Task brief:
Reprint every line of the data, keeping each character intact.

Records supplied:
════════════════════

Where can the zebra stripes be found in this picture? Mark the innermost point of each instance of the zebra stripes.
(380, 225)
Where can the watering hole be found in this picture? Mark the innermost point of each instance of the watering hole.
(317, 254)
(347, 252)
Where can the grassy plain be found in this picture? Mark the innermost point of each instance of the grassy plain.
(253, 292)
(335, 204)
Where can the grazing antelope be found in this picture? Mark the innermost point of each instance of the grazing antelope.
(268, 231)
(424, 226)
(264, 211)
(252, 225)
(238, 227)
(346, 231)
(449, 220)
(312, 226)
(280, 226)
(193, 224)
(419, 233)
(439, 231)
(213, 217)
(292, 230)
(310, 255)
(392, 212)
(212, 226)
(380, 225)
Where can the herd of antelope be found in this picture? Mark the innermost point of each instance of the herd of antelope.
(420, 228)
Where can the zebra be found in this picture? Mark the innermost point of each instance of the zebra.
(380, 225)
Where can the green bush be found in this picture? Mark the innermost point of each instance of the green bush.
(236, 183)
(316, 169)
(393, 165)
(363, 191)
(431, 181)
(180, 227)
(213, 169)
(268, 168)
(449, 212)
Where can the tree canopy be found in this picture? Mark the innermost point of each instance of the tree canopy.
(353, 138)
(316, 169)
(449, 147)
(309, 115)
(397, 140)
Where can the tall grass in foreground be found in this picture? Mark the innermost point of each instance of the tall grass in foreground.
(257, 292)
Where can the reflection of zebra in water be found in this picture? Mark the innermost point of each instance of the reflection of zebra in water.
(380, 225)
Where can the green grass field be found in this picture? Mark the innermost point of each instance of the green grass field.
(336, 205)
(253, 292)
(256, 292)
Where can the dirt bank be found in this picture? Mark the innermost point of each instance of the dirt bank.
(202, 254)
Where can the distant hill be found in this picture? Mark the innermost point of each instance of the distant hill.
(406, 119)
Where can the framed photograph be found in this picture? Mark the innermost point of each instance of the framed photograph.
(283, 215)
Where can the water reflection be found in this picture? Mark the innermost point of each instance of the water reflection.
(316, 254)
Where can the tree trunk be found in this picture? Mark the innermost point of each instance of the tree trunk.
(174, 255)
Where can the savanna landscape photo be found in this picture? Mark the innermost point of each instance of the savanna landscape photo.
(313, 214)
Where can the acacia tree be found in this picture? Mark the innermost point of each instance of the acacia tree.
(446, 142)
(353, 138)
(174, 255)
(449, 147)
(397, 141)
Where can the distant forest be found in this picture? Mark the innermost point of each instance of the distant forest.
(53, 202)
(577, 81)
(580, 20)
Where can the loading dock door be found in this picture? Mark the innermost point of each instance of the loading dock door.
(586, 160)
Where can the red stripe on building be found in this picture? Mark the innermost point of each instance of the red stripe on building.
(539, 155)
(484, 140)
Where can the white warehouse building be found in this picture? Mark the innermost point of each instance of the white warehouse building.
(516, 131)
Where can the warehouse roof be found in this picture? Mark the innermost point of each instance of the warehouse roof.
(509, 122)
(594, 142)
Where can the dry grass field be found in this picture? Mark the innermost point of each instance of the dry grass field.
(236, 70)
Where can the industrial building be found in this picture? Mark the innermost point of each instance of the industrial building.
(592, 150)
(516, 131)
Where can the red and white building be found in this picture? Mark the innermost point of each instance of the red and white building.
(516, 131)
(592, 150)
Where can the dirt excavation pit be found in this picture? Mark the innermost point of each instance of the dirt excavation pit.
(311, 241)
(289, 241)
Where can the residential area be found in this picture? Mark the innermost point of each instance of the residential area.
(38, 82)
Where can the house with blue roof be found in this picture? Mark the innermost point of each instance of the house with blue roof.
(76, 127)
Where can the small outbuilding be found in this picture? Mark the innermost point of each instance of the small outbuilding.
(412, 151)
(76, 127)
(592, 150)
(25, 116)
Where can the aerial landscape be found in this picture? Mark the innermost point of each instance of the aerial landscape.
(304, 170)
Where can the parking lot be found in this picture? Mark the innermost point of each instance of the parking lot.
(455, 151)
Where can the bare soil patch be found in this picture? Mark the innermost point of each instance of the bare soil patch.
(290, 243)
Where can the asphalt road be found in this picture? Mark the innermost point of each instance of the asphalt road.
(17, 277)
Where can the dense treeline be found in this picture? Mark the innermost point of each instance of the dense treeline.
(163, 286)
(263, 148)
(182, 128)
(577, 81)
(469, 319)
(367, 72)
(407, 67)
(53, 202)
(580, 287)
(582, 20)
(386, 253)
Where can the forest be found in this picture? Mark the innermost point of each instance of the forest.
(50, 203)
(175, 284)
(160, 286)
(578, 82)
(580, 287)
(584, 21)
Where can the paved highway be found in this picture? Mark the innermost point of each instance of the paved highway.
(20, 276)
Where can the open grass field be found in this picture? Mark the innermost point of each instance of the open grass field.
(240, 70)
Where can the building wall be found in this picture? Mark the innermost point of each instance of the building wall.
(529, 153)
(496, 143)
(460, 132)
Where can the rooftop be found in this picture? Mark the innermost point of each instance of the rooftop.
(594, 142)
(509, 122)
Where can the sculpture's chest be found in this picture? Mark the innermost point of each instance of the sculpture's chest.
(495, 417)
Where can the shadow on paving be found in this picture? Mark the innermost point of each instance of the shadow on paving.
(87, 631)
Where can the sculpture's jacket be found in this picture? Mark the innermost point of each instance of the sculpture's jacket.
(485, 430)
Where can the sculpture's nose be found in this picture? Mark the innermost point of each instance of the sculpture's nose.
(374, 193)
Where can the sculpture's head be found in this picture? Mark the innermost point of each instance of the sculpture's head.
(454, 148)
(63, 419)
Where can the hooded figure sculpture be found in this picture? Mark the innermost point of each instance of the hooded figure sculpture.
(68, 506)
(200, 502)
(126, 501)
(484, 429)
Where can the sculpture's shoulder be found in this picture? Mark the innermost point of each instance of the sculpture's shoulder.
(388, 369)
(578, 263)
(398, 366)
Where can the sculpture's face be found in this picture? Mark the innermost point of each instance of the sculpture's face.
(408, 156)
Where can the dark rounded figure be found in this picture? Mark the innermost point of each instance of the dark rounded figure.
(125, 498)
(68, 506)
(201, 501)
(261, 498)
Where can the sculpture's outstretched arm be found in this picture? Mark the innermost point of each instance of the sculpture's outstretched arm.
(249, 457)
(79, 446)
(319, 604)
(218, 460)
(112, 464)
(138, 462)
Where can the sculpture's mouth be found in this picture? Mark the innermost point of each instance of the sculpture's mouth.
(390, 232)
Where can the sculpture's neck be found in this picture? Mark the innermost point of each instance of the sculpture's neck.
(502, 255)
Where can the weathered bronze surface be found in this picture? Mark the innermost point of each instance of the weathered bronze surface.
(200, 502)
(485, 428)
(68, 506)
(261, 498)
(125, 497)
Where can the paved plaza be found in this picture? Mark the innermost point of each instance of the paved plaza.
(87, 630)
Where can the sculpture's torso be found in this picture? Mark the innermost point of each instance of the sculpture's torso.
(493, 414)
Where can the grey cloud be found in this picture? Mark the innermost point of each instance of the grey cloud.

════════════════════

Answer for the task:
Where can the zebra stripes be found in this picture? Mark the innermost point of each instance of the zebra stripes.
(380, 225)
Where can the watering hole be found in this picture? Mark the innermost point of each instance of the watering hole.
(317, 254)
(347, 252)
Where can the grassy plain be found in this picture? Mark the innermost point of each instance of the grassy plain.
(253, 292)
(335, 204)
Where can the grazing antelope be found in this picture? Mark the innermost point of each instance of the grazing antelope.
(268, 231)
(424, 226)
(264, 211)
(252, 225)
(238, 227)
(346, 231)
(449, 220)
(312, 226)
(280, 226)
(193, 224)
(419, 233)
(439, 231)
(213, 217)
(292, 230)
(310, 255)
(392, 212)
(212, 226)
(380, 225)
Where can the herd of antelope be found in this picture? Mark the innermost point of each instance of the herd of antelope.
(420, 228)
Where can the zebra be found in this picture? Mark the innermost point of each instance of the zebra.
(380, 225)
Where can the green bush be found in this picture? Mark the innermost point of each instance of the green bush.
(236, 183)
(316, 169)
(393, 165)
(363, 191)
(431, 181)
(180, 227)
(213, 169)
(268, 168)
(449, 212)
Where can the tree canopy be found in this picture? Mark the innermost point of each instance of the tree canopy.
(353, 138)
(316, 169)
(449, 147)
(309, 115)
(397, 140)
Where can the tall grass in foreground be found in this picture? Mark the innermost point of each instance of the tall grass in foreground.
(257, 292)
Where can the reflection of zebra in water be found in this picture? Mark the innermost point of each instance of the reflection of zebra in water.
(380, 225)
Where can the green grass field be found in this picture? Mark the innermost point of each instance of the green grass field.
(336, 205)
(253, 292)
(256, 292)
Where can the dirt bank be found in this picture? Mark the innermost point of each instance of the dirt bank.
(202, 254)
Where can the distant hill be found in this picture? Mark the innermost point of each instance of the distant hill.
(406, 119)
Where can the framed photograph be found in this picture? Mark the innermost point of each instance of the framed photograph.
(283, 215)
Where can the water reflection be found in this picture? Mark the innermost point of each instance of the water reflection.
(316, 254)
Where can the tree trunk be found in this picture? Mark the innermost point of each instance of the tree trunk.
(174, 255)
Where can the savanna landscape photo be found in this picture? Mark the innermost point of each instance of the savanna landscape photo.
(313, 214)
Where can the acacia tree be found in this picture? Mark the innermost point of each instance of the acacia tree.
(446, 142)
(353, 138)
(174, 255)
(449, 147)
(397, 141)
Where can the distant forest be found in this picture? Mark the innermost point of each instance of the distant forest.
(53, 202)
(577, 81)
(580, 20)
Where can the loading dock door be found in this picture? Mark the innermost point of each instance of the loading dock door.
(586, 160)
Where can the red stripe on building be found in this picture? Mark the innermost point of each instance of the red stripe on building.
(539, 155)
(484, 140)
Where can the white warehouse building be found in this picture? Mark the innermost point of each instance of the white warehouse building.
(516, 131)
Where can the warehouse roof be found in this picture? Mark the innermost point of each instance of the warehouse roof.
(509, 122)
(594, 142)
Where can the dry grass field be found in this picture? Mark the innermost point of each instance of the dry grass field.
(236, 70)
Where can the industrial building be found in this picture? Mark the innermost point of each instance of the industrial building.
(592, 150)
(516, 131)
Where can the red and white building be found in this picture? Mark the innermost point of each instance of the red and white building.
(516, 131)
(592, 150)
Where can the dirt excavation pit be found in this picture? Mark the innermost point of each instance of the dirt excavation pit.
(311, 241)
(289, 241)
Where can the residential area be found in this picture? Mark the innermost point of each instance of the residential area.
(38, 82)
Where can the house with blue roof be found in this picture? Mark the innermost point of each instance of the house with blue roof.
(76, 127)
Where can the small outbuilding be found in this picture? Mark the innermost point of each instance of the small outbuilding.
(412, 151)
(76, 127)
(592, 150)
(25, 116)
Where can the aerial landscape be found in this picture? Mark the innermost point of each instance of the aerial landscape.
(304, 170)
Where can the parking lot be found in this picture? Mark the innermost point of each instance of the parking lot.
(455, 151)
Where can the bare soil patch be found in this picture? Mark the innermost point of each instance of the bare soil patch.
(290, 243)
Where can the asphalt road be found in this picture? Mark the innermost point of each instance of the asphalt road.
(17, 277)
Where can the dense treeline be found in this picture? Mark the innermost point of each instance of the dense treeline.
(163, 286)
(263, 148)
(182, 128)
(577, 81)
(469, 319)
(367, 72)
(407, 67)
(53, 202)
(580, 287)
(582, 20)
(386, 253)
Where can the forest be found in this picture? Mark the innermost point of each instance of the forest.
(50, 203)
(175, 284)
(160, 286)
(578, 82)
(580, 287)
(584, 21)
Where can the paved highway be found in this picture? Mark the innermost point of each instance of the paved highway.
(20, 276)
Where can the open grass field be found in this picture? Mark the innermost point of each instance of the open grass field.
(240, 70)
Where can the building wall be found in this picture? Mark the innermost point of each instance of the building wall.
(529, 153)
(496, 143)
(460, 132)
Where can the rooftop be found in this picture? Mark the innermost point of each instance of the rooftop.
(594, 142)
(509, 122)
Where can the sculpture's chest be found in this picture? Mark the innermost point of each instance of the sculpture's chest.
(495, 417)
Where can the shadow on paving be found in this picture? Mark the innermost point of each instance of the shadow on paving.
(87, 631)
Where can the sculpture's jacket be found in this picture? Mark the innermost point of each instance of the sculpture's jacket.
(485, 430)
Where can the sculpture's nose be found in this picture? Mark the innermost point of each instance of the sculpture's nose.
(374, 193)
Where can the sculpture's head be found in this picture? Mark the innermost point of each instance of the sculpture's head.
(454, 148)
(63, 419)
Where can the hooded figure sculpture be found in this picture? Mark the innermost point of each instance of the hooded figure sculpture.
(68, 506)
(200, 502)
(126, 501)
(484, 429)
Where can the sculpture's shoulder be found in this picture? Mark the innermost point of each instance of the sculpture's shoulder.
(388, 369)
(578, 263)
(398, 366)
Where can the sculpture's face be found in this picture? Mark the innermost point of each instance of the sculpture's face.
(408, 156)
Where can the dark rounded figure be found in this picture? Mark the innermost point of each instance of the dark rounded figure.
(125, 498)
(68, 506)
(201, 501)
(261, 498)
Where can the sculpture's outstretched arm be found in this picture? Mark the innermost point of each instance of the sculpture's outstretched arm.
(249, 457)
(79, 446)
(319, 604)
(218, 460)
(112, 464)
(138, 462)
Where can the sculpture's mouth be found in this picture? Mark the innermost point of each instance of the sculpture's mouth.
(390, 232)
Where can the sculpture's neck be found in this picture? Mark the innermost point of each instance of the sculpture's neck.
(502, 255)
Where can the weathered bronze surface be found in this picture? Mark the innermost point of each instance of the weathered bronze surface.
(200, 502)
(485, 428)
(68, 506)
(261, 498)
(125, 497)
Where can the paved plaza be found in this picture? Mark the innermost point of each instance of the paved plaza.
(87, 630)
Where can the sculpture's torso be found in this picture? Mark the innermost point of each instance of the sculpture's torso.
(493, 414)
Where can the grey cloud be found in this picture? Mark the innermost point of each instance of the grey cloud.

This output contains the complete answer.